→ **Problem statement**: Exactly repeat all the records below, omitting the images they hold.
****
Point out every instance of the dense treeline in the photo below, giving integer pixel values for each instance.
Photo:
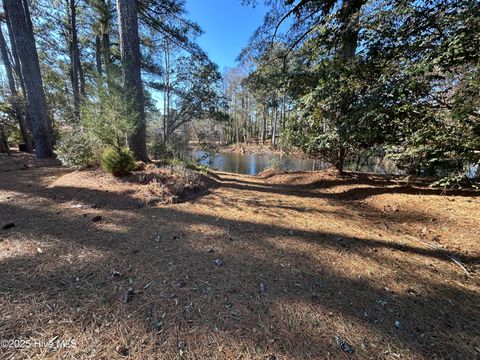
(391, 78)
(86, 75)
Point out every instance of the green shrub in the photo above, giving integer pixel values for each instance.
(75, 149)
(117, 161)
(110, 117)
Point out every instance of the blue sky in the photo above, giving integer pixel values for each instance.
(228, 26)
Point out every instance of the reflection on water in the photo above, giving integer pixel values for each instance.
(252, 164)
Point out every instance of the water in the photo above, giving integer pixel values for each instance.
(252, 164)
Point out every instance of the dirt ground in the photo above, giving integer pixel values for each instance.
****
→ **Your solution**:
Point out every instance of the dense treeline in the photo below, giving integer pixel values for each instance.
Photo:
(391, 78)
(86, 75)
Point out every instance of the green shrub in the photo above, giving integer pixel values for each instance.
(75, 149)
(117, 161)
(110, 117)
Point out every instance of the blue sky in the photo above, giving integer pixel values for each instance.
(228, 26)
Point out every instance of the reflection on water in the photo above, giving integer pixel values for each instance.
(252, 164)
Point out every instance of the water in the photo above, giving integer pixel values for each instance.
(252, 164)
Point out every instance of the dirt ground in the photo above, giving integer pixel values for each instance.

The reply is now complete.